======== RECORDED DATA ========

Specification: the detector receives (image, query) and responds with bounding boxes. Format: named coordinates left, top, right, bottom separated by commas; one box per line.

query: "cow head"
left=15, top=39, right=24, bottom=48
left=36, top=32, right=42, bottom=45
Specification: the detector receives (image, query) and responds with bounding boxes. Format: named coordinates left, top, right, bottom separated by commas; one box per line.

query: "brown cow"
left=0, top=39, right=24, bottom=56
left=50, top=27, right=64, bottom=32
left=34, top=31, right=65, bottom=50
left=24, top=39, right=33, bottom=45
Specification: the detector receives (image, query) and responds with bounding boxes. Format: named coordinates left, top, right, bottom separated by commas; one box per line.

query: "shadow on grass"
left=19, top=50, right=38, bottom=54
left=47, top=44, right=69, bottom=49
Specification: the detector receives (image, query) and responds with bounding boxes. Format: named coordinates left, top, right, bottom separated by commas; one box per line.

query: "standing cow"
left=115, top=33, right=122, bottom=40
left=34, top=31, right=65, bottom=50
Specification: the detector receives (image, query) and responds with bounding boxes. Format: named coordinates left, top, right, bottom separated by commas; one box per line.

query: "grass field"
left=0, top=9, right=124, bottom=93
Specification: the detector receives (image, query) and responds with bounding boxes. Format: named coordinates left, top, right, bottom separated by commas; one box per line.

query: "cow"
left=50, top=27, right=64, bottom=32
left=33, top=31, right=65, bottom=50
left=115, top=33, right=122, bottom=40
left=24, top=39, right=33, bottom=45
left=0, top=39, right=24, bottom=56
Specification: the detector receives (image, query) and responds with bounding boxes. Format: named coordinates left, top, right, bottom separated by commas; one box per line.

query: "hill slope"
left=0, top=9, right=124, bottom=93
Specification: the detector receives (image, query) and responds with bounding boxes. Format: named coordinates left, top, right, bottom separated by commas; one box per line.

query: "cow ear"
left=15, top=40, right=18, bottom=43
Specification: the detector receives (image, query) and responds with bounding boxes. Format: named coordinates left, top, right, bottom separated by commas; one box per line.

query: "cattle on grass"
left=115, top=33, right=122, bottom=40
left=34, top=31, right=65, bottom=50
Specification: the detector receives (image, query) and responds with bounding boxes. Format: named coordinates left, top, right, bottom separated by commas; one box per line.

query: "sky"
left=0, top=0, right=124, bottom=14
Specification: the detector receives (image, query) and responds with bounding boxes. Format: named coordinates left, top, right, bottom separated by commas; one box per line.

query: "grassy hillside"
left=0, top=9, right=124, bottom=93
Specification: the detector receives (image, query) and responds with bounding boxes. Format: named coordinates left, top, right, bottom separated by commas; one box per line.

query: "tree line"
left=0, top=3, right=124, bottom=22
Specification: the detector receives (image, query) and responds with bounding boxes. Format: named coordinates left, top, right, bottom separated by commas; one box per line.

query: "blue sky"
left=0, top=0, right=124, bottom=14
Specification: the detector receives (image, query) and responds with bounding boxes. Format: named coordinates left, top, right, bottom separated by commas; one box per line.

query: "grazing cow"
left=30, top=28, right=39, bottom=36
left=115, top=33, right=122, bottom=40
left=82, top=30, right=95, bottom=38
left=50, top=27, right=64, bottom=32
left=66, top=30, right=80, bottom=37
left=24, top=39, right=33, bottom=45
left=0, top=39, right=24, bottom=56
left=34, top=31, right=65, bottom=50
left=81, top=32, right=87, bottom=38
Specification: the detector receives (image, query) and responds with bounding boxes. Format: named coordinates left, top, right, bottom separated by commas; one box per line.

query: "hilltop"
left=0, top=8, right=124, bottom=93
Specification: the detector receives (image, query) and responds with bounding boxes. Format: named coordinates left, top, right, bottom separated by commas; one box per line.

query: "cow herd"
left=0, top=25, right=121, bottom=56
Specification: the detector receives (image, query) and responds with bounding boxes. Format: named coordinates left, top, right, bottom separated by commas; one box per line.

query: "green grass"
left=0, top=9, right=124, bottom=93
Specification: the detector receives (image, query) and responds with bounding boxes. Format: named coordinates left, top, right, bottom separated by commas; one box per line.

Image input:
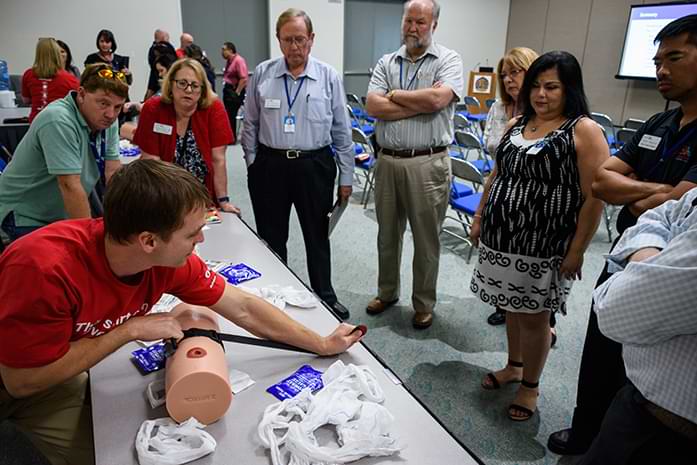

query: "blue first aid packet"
left=131, top=342, right=167, bottom=375
left=218, top=263, right=261, bottom=284
left=266, top=365, right=324, bottom=400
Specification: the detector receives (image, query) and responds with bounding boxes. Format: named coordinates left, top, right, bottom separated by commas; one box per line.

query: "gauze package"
left=237, top=285, right=318, bottom=310
left=136, top=418, right=216, bottom=465
left=257, top=360, right=402, bottom=465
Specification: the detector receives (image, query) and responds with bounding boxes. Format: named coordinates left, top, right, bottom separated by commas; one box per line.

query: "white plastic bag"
left=136, top=417, right=216, bottom=465
left=257, top=360, right=402, bottom=465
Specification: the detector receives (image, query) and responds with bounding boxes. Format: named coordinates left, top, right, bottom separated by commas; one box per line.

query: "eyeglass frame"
left=97, top=68, right=128, bottom=84
left=278, top=36, right=312, bottom=48
left=172, top=78, right=203, bottom=94
left=500, top=68, right=525, bottom=81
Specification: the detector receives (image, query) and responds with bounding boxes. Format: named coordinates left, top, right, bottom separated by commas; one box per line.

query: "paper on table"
left=327, top=198, right=348, bottom=236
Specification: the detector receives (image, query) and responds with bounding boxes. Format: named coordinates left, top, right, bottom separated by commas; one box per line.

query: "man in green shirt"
left=0, top=64, right=128, bottom=241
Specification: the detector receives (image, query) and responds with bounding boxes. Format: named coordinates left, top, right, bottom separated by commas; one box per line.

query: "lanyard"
left=647, top=126, right=697, bottom=176
left=90, top=131, right=106, bottom=178
left=283, top=74, right=307, bottom=115
left=399, top=57, right=426, bottom=90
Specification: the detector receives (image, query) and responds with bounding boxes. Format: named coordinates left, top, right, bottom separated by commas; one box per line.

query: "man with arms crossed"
left=366, top=0, right=463, bottom=329
left=547, top=15, right=697, bottom=455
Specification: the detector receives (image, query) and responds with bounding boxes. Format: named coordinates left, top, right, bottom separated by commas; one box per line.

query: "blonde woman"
left=133, top=58, right=239, bottom=213
left=484, top=47, right=538, bottom=326
left=22, top=39, right=80, bottom=123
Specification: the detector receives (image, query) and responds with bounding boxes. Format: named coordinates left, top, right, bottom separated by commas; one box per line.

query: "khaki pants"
left=0, top=373, right=94, bottom=465
left=375, top=152, right=450, bottom=313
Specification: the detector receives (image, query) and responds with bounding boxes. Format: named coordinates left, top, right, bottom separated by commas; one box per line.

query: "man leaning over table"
left=366, top=0, right=463, bottom=329
left=0, top=64, right=128, bottom=240
left=242, top=8, right=354, bottom=319
left=0, top=160, right=361, bottom=465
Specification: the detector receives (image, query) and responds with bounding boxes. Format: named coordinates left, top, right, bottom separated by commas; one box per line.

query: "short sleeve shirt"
left=0, top=219, right=225, bottom=368
left=616, top=108, right=697, bottom=232
left=0, top=92, right=119, bottom=226
left=368, top=43, right=464, bottom=150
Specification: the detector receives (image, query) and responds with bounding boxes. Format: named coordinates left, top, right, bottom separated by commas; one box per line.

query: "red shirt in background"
left=0, top=219, right=225, bottom=368
left=22, top=68, right=80, bottom=123
left=133, top=97, right=234, bottom=205
left=223, top=53, right=249, bottom=91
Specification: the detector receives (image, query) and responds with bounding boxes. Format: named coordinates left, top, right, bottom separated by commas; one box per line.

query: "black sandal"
left=508, top=380, right=540, bottom=421
left=482, top=359, right=523, bottom=391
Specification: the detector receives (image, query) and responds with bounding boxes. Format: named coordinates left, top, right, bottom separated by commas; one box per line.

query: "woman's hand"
left=470, top=216, right=482, bottom=247
left=559, top=250, right=583, bottom=280
left=220, top=202, right=242, bottom=216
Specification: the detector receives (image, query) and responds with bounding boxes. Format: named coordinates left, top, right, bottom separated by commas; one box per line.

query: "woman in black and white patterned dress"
left=470, top=51, right=609, bottom=421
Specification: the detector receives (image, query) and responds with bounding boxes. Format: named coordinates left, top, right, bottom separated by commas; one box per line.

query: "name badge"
left=264, top=98, right=281, bottom=108
left=526, top=141, right=545, bottom=155
left=152, top=123, right=172, bottom=136
left=639, top=134, right=661, bottom=150
left=283, top=115, right=295, bottom=134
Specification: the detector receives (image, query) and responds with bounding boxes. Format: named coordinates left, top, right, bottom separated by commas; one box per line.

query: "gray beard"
left=402, top=36, right=431, bottom=50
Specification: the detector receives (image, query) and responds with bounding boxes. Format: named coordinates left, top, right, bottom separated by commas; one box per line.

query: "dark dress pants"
left=569, top=252, right=627, bottom=448
left=247, top=146, right=337, bottom=305
left=580, top=383, right=697, bottom=465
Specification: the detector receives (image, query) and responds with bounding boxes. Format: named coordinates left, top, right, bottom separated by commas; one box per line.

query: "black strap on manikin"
left=165, top=328, right=314, bottom=357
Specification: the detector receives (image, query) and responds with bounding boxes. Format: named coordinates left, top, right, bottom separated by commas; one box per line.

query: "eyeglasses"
left=501, top=69, right=525, bottom=81
left=278, top=36, right=310, bottom=47
left=174, top=79, right=201, bottom=93
left=97, top=68, right=126, bottom=84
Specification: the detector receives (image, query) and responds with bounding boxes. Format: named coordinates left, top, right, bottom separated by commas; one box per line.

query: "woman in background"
left=56, top=40, right=80, bottom=79
left=184, top=44, right=215, bottom=92
left=484, top=47, right=540, bottom=326
left=133, top=58, right=240, bottom=213
left=85, top=29, right=133, bottom=86
left=22, top=39, right=80, bottom=123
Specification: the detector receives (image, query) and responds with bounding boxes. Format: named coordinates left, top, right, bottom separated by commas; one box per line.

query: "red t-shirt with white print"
left=0, top=219, right=225, bottom=368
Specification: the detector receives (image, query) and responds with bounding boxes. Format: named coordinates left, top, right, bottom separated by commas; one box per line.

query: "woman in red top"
left=133, top=58, right=240, bottom=213
left=22, top=39, right=80, bottom=123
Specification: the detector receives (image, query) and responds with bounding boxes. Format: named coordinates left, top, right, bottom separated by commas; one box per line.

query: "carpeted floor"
left=228, top=145, right=609, bottom=465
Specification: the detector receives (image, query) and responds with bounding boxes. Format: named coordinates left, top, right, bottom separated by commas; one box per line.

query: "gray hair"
left=404, top=0, right=440, bottom=22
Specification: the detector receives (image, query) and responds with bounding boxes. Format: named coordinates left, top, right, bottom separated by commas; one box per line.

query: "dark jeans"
left=247, top=146, right=337, bottom=305
left=581, top=382, right=697, bottom=465
left=223, top=84, right=246, bottom=142
left=569, top=237, right=627, bottom=448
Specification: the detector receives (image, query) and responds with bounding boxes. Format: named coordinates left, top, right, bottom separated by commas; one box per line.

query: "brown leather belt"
left=381, top=145, right=448, bottom=158
left=644, top=400, right=697, bottom=441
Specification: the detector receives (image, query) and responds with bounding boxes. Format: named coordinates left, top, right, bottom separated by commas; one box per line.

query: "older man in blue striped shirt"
left=581, top=189, right=697, bottom=465
left=242, top=8, right=354, bottom=319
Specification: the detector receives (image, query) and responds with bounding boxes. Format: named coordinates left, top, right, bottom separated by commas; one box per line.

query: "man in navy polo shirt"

========

- **AIM OF THE EXERCISE**:
How many lines in the material above contain the string "background", with case counting? Reply with the number only.

- **TASK ANSWER**:
2